_Verilen metin_
- - - -

Yargıtay Kararı 4. Ceza Dairesi 2021/14075 E. 2023/20798 K. 11.09.2023 T.

YARGITAY KARARI
DAİRE : 4. Ceza Dairesi
ESAS NO : 2021/14075
KARAR NO : 2023/20798
KARAR TARİHİ : 11.09.2023

MAHKEMESİ :Asliye Ceza Mahkemesi
SAYISI : 2015/177 E., 2016/46 K.
SUÇ : Hakaret
HÜKÜM : Mahkumiyet
TEBLİĞNAME GÖRÜŞÜ : Onama

Sanık hakkında kurulan hükmün; karar tarihi itibarıyla 6723 sayılı Kanun’un 33 üncü maddesiyle değişik 5320 sayılı Kanun’un 8 inci maddesi gereği yürürlükte bulunan 1412 sayılı Ceza Muhakemeleri Usulü Kanunu’nun (1412 sayılı Kanun) 305 inci maddesi gereği temyiz edilebilir olduğu, karar tarihinde yürürlükte bulunan 5271 sayılı Ceza Muhakemesi Kanunu’nun (5271 sayılı Kanun) 260 ıncı maddesinin birinci fıkrası gereği temyiz edenin hükmü temyize hak ve yetkisinin bulunduğu, 1412 sayılı Kanun’un 310 uncu maddesi gereği temyiz isteğinin süresinde olduğu, aynı Kanun’un 317 nci maddesi gereği temyiz isteğinin reddini gerektirir bir durumun bulunmadığı yapılan ön inceleme neticesinde tespit edilmekle, gereği düşünüldü:
I. HUKUKÎ SÜREÇ
Yukarıda tarih ve sayısı belirtilen incelemeye konu Burdur 2. Asliye Ceza Mahkemesinin kararı ile sanık hakkında hakaret suçundan 5237 sayılı Türk Ceza Kanunu’nun (5237 sayılı Kanun) 125 inci maddesinin üçüncü fıkrasının (a) bendi, adı geçen Kanun’un 43 üncü maddesinin ikinci fıkrası, 53 ve 58 inci maddeleri uyarınca 1 yıl 4 ay hapis cezası ile cezalandırılmasına, hak yoksunluklarına ve verilen cezanın mükerrirlere özgü infaz rejimine göre çektirilmesine karar verilmiştir.
II. TEMYİZ SEBEPLERİ
Sanığın temyiz isteği, suçlamaları kabul etmediğine, infaz koruma memurları ile aralarında husumet bulunduğuna, kararın bozulması gerektiğine vesaire ilişkindir.

- - - -

_Verilen bilgiler_

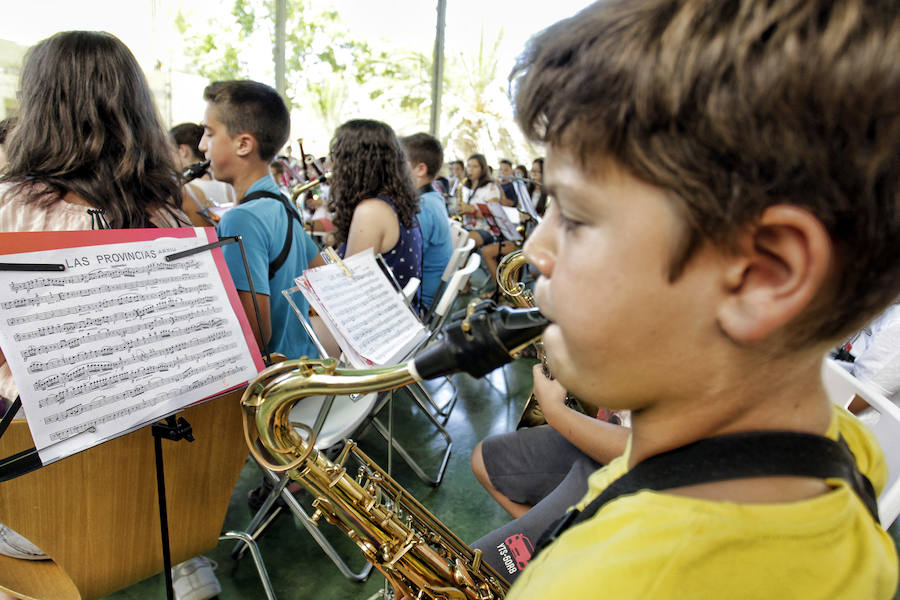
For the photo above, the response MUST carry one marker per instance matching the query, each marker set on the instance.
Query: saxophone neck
(269, 398)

- - - -

_Yapılacak iş 1_
Yargıtay kararının "YARGITAY KARARI" ifadesiyle başlayıp "E., 2016/46 K." ifadesiyle biten bölümünü aynen yeniden yazınız.
_Yapılacak iş 2_
Yargıtay kararına göre aşağıdaki soruları cevaplayınız:
(a) Davaya konu suç nedir?
(b) Sanığa ne kadar hapis cezası verilmiştir?
(c) Sanık, kimlerle arasında husumet bulunduğunu ileri sürmüştür?
Materyal bu çalışmada herhangi bir rol oynamamaktadır.

_Beklenen cevap 1_
YARGITAY KARARI
DAİRE : 4. Ceza Dairesi
ESAS NO : 2021/14075
KARAR NO : 2023/20798
KARAR TARİHİ : 11.09.2023

MAHKEMESİ :Asliye Ceza Mahkemesi
SAYISI : 2015/177 E., 2016/46 K.

_Beklenen cevap 2_
(a) Hakaret.
(b) 1 yıl 4 ay.
(c) İnfaz koruma memurlarıyla.